Trecho selecionado
----

O recuo do governo federal sobre as novas regras do Pix e a falta de comunicação para desmentir notícias falsas sobre a taxação nas transferências podem minar a credibilidade do governo Luiz Inácio Lula da Silva (PT) por um momento. Essa tem sido uma das maiores preocupações de interlocutores do Planalto ouvidos pelo site IstoÉ.
Na avaliação de um aliado, o governo perdeu o timing para rebater os vídeos com notícias falsas sobre as regras e havia a necessidade de um tom mais duro contra as fake news. Para o assessor palaciano, o Planalto também falhou ao fazer o anúncio do endurecimento da fiscalização.
A Receita Federal bateu o martelo sobre as novas regras em outubro do ano passado, mas anunciou apenas na última semana. As medidas foram publicadas em meio à troca na comunicação do governo petista, sem haver tempo hábil para discussões sobre o formato de divulgação.
Com a “desorganização”, opositores de Lula entraram em campo e passaram a criar vídeos e correntes para afirmar que o governo taxaria as transações pelo Pix, alavancando mais de 20 milhões de visualizações nas redes sociais. Para tentar estancar a crise, Lula optou por publicar uma medida provisória para excluir a possibilidade de taxação do meio de pagamento.
Na avaliação da especialista em comunicação política Lilian Carvalho, as ações do governo reduzem a credibilidade de Lula e podem dar “dor de cabeça” à nova comunicação do Planalto. Os recuos ainda podem atingir a imagem do petista, que busca melhorar sua posição para disputar a reeleição no pleito do próximo ano.
“Impacta, sim, com certeza, e o pior é que impacta porque não é o primeiro deslize. Mas também não é prerrogativa deste governo somente ter deslizes de comunicação. A maioria dos governos, em todas as esferas, tem muitos problemas de comunicação e trazer a comunicação para a era digital”, afirma.

----

Instrução 1
Copie do texto sobre as novas regras do Pix o trecho de "O recuo do governo" até "endurecimento da fiscalização.".
Instrução 2
Diga se cada afirmação abaixo está de acordo com o texto sobre as novas regras do Pix, respondendo sim ou não e citando as palavras do texto que decidem a resposta.
(a) A Receita Federal definiu as novas regras em outubro do ano passado.
(b) Os vídeos e correntes dos opositores tiveram menos de um milhão de visualizações nas redes sociais.
(c) Lilian Carvalho afirma que só o atual governo comete deslizes de comunicação.
Instrução 3
Escreva a continuação do texto sobre as novas regras do Pix a partir do ponto em que ele termina.
As linhas de dados não têm nenhum papel nesta atividade.

----

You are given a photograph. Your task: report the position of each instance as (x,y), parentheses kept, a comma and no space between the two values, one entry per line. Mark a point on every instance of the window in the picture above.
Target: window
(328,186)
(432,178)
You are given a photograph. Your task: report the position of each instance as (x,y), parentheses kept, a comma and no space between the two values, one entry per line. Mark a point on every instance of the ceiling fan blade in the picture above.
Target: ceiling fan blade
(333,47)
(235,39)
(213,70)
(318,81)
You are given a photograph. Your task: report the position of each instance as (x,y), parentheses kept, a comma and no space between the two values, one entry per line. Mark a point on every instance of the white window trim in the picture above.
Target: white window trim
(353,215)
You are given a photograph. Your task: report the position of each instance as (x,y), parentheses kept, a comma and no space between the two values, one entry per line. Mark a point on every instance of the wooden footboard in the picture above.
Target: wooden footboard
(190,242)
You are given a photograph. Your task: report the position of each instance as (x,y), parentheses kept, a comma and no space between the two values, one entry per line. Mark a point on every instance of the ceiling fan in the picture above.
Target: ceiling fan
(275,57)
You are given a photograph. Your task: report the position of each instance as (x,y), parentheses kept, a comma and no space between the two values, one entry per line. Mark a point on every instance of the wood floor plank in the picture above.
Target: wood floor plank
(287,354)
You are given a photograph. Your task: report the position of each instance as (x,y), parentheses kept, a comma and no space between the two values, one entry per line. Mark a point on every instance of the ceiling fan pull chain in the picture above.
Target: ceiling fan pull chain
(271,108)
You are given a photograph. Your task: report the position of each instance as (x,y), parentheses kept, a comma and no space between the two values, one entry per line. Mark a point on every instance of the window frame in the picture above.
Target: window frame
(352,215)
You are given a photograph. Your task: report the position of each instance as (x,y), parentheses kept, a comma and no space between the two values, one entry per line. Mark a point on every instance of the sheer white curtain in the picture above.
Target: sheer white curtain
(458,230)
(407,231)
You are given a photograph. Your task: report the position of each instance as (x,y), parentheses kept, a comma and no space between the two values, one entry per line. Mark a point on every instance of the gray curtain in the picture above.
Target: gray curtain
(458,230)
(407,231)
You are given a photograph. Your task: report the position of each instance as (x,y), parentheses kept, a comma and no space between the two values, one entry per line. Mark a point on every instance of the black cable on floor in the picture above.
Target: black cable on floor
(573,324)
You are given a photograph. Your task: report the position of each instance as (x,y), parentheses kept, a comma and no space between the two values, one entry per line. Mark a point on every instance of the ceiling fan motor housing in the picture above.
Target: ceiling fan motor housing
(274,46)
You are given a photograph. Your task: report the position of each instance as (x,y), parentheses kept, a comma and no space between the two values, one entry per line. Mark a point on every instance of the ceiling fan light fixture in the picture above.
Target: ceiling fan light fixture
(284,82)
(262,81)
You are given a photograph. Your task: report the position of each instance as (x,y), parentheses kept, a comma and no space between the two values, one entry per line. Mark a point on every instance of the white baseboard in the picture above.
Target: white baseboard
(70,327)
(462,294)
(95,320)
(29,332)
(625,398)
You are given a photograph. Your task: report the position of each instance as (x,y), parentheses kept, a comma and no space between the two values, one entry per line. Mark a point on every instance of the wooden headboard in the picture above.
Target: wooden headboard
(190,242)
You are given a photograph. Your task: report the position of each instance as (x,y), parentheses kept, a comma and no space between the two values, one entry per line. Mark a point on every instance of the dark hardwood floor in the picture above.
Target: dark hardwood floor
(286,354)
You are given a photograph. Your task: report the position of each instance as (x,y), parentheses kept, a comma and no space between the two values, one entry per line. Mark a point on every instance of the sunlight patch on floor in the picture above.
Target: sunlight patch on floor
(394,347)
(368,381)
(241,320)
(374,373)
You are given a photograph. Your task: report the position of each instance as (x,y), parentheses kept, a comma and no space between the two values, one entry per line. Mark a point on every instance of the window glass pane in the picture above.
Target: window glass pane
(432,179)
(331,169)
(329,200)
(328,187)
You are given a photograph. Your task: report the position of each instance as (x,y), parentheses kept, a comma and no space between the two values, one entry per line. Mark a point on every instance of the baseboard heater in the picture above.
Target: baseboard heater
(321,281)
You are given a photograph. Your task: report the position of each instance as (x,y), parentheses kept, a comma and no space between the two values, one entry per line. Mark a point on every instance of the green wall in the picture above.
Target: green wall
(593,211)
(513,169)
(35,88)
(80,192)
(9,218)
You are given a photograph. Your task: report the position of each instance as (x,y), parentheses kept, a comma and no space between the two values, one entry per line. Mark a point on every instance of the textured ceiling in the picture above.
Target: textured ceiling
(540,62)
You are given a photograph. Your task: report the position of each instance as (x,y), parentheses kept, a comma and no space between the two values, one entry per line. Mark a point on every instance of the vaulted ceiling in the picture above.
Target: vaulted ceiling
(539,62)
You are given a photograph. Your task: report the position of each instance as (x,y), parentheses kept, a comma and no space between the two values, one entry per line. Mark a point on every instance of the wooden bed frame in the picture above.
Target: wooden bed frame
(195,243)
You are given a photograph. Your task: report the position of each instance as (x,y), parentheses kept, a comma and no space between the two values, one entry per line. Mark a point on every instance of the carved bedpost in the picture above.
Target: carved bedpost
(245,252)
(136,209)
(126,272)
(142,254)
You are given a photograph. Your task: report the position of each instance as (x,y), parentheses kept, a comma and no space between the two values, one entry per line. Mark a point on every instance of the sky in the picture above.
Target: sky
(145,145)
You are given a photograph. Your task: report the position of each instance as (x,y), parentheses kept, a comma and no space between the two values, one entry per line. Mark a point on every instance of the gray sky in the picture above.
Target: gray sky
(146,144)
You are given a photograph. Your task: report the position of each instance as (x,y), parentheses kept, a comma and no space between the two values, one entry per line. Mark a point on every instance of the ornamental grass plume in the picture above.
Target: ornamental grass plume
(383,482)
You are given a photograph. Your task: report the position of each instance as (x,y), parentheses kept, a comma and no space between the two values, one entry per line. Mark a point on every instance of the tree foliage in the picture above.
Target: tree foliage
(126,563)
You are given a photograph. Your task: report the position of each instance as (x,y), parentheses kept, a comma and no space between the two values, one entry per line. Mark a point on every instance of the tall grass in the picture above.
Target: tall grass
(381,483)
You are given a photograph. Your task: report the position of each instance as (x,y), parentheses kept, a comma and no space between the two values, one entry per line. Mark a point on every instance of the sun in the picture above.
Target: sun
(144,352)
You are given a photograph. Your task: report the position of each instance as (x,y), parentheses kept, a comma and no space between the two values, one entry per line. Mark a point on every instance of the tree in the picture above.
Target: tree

----

Resposta da tarefa 1
O recuo do governo federal sobre as novas regras do Pix e a falta de comunicação para desmentir notícias falsas sobre a taxação nas transferências podem minar a credibilidade do governo Luiz Inácio Lula da Silva (PT) por um momento. Essa tem sido uma das maiores preocupações de interlocutores do Planalto ouvidos pelo site IstoÉ.
Na avaliação de um aliado, o governo perdeu o timing para rebater os vídeos com notícias falsas sobre as regras e havia a necessidade de um tom mais duro contra as fake news. Para o assessor palaciano, o Planalto também falhou ao fazer o anúncio do endurecimento da fiscalização.

Resposta da tarefa 2
(a) Sim: "A Receita Federal bateu o martelo sobre as novas regras em outubro do ano passado".
(b) Não: "alavancando mais de 20 milhões de visualizações nas redes sociais".
(c) Não: "Mas também não é prerrogativa deste governo somente ter deslizes de comunicação."

Resposta da tarefa 3
A ideia vai ao encontro da do deputado Luiz Carlos Hauly (Podemos-PR), que vê o Planalto em descrédito e com a comunicação atabalhoada. O paranaense ressalta a falta de assessoramento ao presidente da República, citando o advogado-geral da União, Jorge Messias.
“Foi uma decisão atabalhoada, fruto da incompetência e da covardia do governo de enfrentar o problema seriamente. Segundo [ponto]: mal assessorado. Estava junto no anúncio o advogado-geral da União, que deveria ter alertado o presidente da República para os crimes de responsabilidade e de prevaricação”, afirma.
“No momento em que ele aceita uma chicana, né, um assédio como foi feito contra a medida da Receita Federal, ele enfraquece a liderança dele, enfraquece o governo e, principalmente, a própria Receita”, completa o parlamentar.
O deputado ressalta que o trabalho da Receita também foi descredibilizado por uma manipulação política.
“A Receita Federal não pode estar nessa situação nem sofrer nenhum tipo de assédio, de manipulação política. [A repercussão] arranhou o Leão, dobraram o joelho do Leão. O que passou para a população brasileira é que a Receita Federal estava errada, equivocada e querendo cobrar algo que é indevido e injusto, o que não é real”, declarou.
Sequência de recuos
Essa não é a primeira vez que Lula precisa recuar de uma decisão após uma repercussão negativa. Foram ao menos sete vezes em que o petista precisou desistir de medidas ou indicações que gostaria de impor.
Um dos recuos envolve a desoneração da folha de pagamentos para empresas e municípios. Lula vetou o projeto aprovado pelo Congresso Nacional e ainda recorreu ao Supremo Tribunal Federal (STF) após ter a medida revogada pelos parlamentares. Após a pressão dos congressistas e as ameaças de barrar projetos de interesse do Planalto, o petista recuou e aceitou fazer um acordo para a retomada da cobrança escalonada até 2027.
Outro caso envolveu a indicação de Guido Mantega para o Conselho de Administração da Vale S.A. A União mantém uma pequena participação por meio do fundo de pensão do Banco do Brasil. Lula tentou cobrar a indicação de Mantega, mas a notícia caiu como uma bomba no mercado financeiro, provocando a desvalorização das ações da mineradora, obrigando a desistência do chefe do Planalto.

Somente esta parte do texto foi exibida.